Instructions for the task - Go through the material underneath and show every line where the string "ledge" occurs.

Records to process -
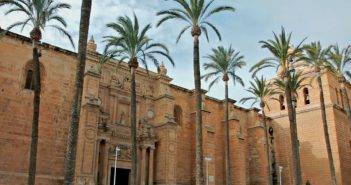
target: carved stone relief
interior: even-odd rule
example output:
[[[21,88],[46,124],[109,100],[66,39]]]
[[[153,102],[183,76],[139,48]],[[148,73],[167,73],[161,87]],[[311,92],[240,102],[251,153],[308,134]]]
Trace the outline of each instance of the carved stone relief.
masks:
[[[154,91],[155,91],[154,87],[152,85],[148,85],[148,87],[146,88],[145,95],[153,97],[154,96]]]
[[[157,140],[154,127],[149,122],[149,118],[145,117],[140,121],[139,141]]]
[[[115,125],[113,127],[112,135],[115,137],[125,136],[129,138],[130,136],[130,127],[122,126],[122,125]]]
[[[129,125],[129,104],[120,103],[118,106],[117,123],[121,125]]]
[[[117,76],[112,76],[111,78],[111,86],[115,88],[123,89],[123,81],[121,82]]]
[[[109,148],[110,157],[114,157],[116,155],[116,146],[120,149],[118,152],[118,159],[130,161],[132,159],[132,149],[128,145],[117,144]]]
[[[109,117],[110,115],[107,112],[100,110],[98,127],[99,129],[102,129],[104,132],[107,132],[108,130],[110,130],[110,125],[108,125]]]
[[[123,75],[113,74],[111,76],[110,85],[111,85],[111,87],[114,87],[114,88],[125,89],[125,90],[129,91],[130,90],[130,75],[129,74],[123,74]]]
[[[82,177],[78,178],[77,185],[95,185],[95,183],[91,178]]]

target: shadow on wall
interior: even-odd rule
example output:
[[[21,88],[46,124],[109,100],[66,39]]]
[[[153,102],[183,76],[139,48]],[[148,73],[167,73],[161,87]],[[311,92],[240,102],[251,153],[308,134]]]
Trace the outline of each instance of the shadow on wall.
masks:
[[[274,128],[274,142],[275,142],[275,153],[277,166],[283,166],[282,172],[282,184],[291,185],[292,182],[292,163],[291,160],[291,142],[290,142],[290,131],[289,127],[283,127],[278,123],[271,124]],[[299,135],[299,133],[298,133]],[[327,151],[325,146],[325,140],[323,133],[318,135],[318,138],[309,135],[299,135],[300,140],[310,140],[300,143],[300,162],[302,168],[303,185],[306,184],[307,180],[311,185],[330,185],[331,177],[329,170],[329,162],[327,157]],[[317,157],[323,156],[322,158]],[[338,173],[338,172],[337,172]],[[277,170],[279,179],[279,171]],[[337,177],[340,174],[336,174]],[[279,183],[279,181],[278,181]]]
[[[324,143],[324,140],[320,142]],[[331,176],[326,149],[323,150],[325,158],[316,157],[312,149],[313,145],[310,142],[302,142],[300,145],[304,183],[309,180],[311,185],[329,185],[331,183]],[[337,173],[336,176],[339,176],[339,174]]]

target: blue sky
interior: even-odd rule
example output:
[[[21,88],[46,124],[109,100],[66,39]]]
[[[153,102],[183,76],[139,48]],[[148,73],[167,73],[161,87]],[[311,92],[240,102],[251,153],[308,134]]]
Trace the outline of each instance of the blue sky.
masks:
[[[62,0],[72,5],[71,10],[65,10],[69,22],[68,30],[78,43],[78,29],[80,16],[79,0]],[[259,60],[270,56],[270,53],[260,48],[258,41],[272,38],[274,32],[279,32],[281,26],[287,31],[293,32],[293,43],[300,42],[308,37],[306,43],[320,40],[324,46],[339,43],[344,47],[351,44],[351,7],[350,0],[217,0],[217,4],[228,4],[236,8],[235,13],[222,13],[215,15],[213,22],[220,29],[223,41],[219,42],[214,33],[208,43],[205,38],[200,40],[200,55],[210,53],[210,49],[218,45],[229,46],[240,51],[245,56],[247,66],[238,72],[246,85],[251,75],[248,70]],[[176,67],[172,68],[168,63],[168,74],[174,80],[172,83],[189,89],[193,89],[193,40],[190,33],[186,33],[178,44],[176,36],[182,28],[181,22],[166,23],[160,28],[155,28],[159,17],[155,14],[159,10],[175,7],[172,1],[164,0],[93,0],[90,35],[93,35],[98,44],[98,50],[102,50],[104,44],[102,37],[111,34],[105,25],[116,20],[120,15],[132,15],[133,12],[139,17],[141,24],[152,23],[154,29],[150,37],[158,42],[166,44],[171,56],[175,60]],[[0,8],[0,26],[6,28],[10,23],[22,18],[20,14],[4,16],[6,7]],[[13,31],[28,36],[29,29],[23,32]],[[43,37],[44,42],[73,50],[69,42],[61,38],[59,33],[47,30]],[[201,63],[208,62],[201,58]],[[267,78],[274,76],[274,70],[266,70],[263,74]],[[202,71],[203,74],[203,71]],[[202,83],[202,88],[207,89],[208,83]],[[208,95],[223,99],[224,88],[222,83],[215,85]],[[230,83],[229,97],[240,100],[246,96],[243,87],[233,86]],[[247,107],[248,105],[244,105]]]

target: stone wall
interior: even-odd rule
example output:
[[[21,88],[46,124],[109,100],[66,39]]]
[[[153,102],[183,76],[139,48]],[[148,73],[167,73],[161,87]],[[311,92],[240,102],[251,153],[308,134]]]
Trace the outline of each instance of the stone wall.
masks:
[[[340,185],[346,185],[349,184],[350,176],[348,174],[350,163],[346,162],[350,160],[351,156],[350,124],[347,123],[346,114],[342,108],[337,79],[332,74],[326,73],[322,76],[322,81],[337,182]],[[309,80],[305,83],[309,83]],[[319,89],[316,81],[312,81],[311,86],[307,86],[307,88],[310,104],[305,104],[301,89],[296,109],[303,182],[309,180],[311,184],[327,185],[330,184],[331,176],[320,111]],[[282,182],[287,185],[293,184],[287,110],[280,110],[279,102],[272,101],[269,106],[271,110],[267,110],[268,116],[273,119],[271,125],[275,130],[277,165],[284,168]]]
[[[12,35],[12,34],[11,34]],[[0,184],[26,184],[33,91],[24,89],[31,43],[12,35],[0,40]],[[62,184],[75,77],[75,54],[42,47],[42,91],[37,184]]]

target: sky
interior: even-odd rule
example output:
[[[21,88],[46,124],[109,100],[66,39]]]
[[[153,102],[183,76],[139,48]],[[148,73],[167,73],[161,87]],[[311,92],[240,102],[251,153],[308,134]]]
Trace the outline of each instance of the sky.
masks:
[[[72,6],[70,10],[62,11],[61,15],[68,22],[68,32],[73,36],[76,45],[79,36],[80,0],[61,0]],[[292,32],[292,43],[297,44],[305,37],[305,43],[321,41],[323,46],[338,43],[345,47],[351,44],[351,7],[350,0],[217,0],[215,5],[231,5],[236,8],[234,13],[220,13],[213,16],[210,21],[220,30],[222,41],[219,41],[213,32],[210,32],[210,42],[200,38],[200,62],[209,62],[204,56],[211,53],[211,48],[217,46],[232,47],[244,55],[247,63],[238,75],[244,79],[246,88],[252,79],[249,69],[261,59],[270,57],[270,53],[262,49],[258,43],[261,40],[273,38],[273,32],[279,33],[284,26],[287,32]],[[98,51],[104,49],[103,36],[114,34],[106,28],[106,24],[115,22],[121,15],[133,15],[139,18],[143,26],[151,23],[153,29],[149,37],[157,42],[165,44],[175,61],[173,68],[165,60],[168,75],[173,78],[172,83],[194,89],[193,81],[193,39],[190,32],[185,33],[176,44],[176,37],[184,25],[182,22],[168,22],[156,27],[160,17],[156,13],[160,10],[177,7],[172,1],[164,0],[93,0],[90,31],[98,46]],[[23,15],[14,13],[5,16],[8,7],[0,8],[0,27],[6,28],[11,23],[23,20]],[[13,29],[14,32],[28,36],[30,28],[22,32]],[[68,40],[56,31],[46,30],[43,34],[43,42],[50,43],[68,50],[73,49]],[[151,65],[151,63],[150,63]],[[151,68],[151,70],[155,68]],[[201,74],[204,74],[202,69]],[[259,75],[266,78],[274,77],[275,70],[265,70]],[[249,96],[245,87],[234,86],[229,82],[229,97],[239,101]],[[202,82],[202,88],[208,89],[207,82]],[[224,84],[220,81],[213,86],[207,95],[224,99]],[[241,105],[240,103],[237,103]],[[250,107],[251,103],[241,105]]]

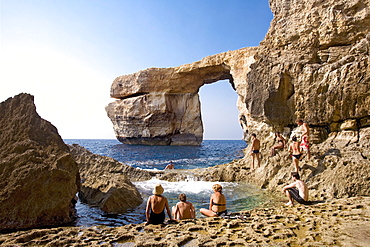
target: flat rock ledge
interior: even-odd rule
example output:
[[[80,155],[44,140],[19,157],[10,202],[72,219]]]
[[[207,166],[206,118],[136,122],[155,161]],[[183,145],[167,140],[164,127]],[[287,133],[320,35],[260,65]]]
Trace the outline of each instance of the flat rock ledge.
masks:
[[[164,226],[59,227],[0,235],[1,246],[368,246],[370,197],[201,218]]]

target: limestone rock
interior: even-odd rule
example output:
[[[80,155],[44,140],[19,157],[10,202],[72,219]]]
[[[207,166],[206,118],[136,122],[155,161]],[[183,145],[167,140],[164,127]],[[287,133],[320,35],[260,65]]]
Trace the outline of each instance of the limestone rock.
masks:
[[[117,139],[127,144],[199,145],[203,140],[198,91],[204,84],[229,79],[243,91],[254,48],[206,57],[176,68],[150,68],[118,77],[112,84],[115,102],[106,107]]]
[[[83,180],[79,197],[110,214],[125,213],[143,202],[139,191],[123,174],[88,176]]]
[[[91,153],[78,144],[69,145],[82,178],[79,197],[111,214],[125,213],[139,206],[143,199],[131,181],[152,178],[150,172]]]
[[[0,115],[0,230],[74,220],[78,168],[57,129],[29,94],[2,102]]]
[[[117,100],[106,110],[122,143],[199,145],[203,140],[197,94],[148,93]]]

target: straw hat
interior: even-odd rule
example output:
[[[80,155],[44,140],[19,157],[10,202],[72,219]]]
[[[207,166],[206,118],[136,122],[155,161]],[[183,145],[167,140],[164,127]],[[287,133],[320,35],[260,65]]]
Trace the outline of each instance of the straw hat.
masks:
[[[153,194],[154,194],[154,195],[162,195],[163,191],[164,191],[164,189],[163,189],[162,185],[157,184],[157,185],[154,187],[154,189],[153,189]]]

Written answer -
target: flat rock ledge
Trace the outline of each instance of the flat rock ledge.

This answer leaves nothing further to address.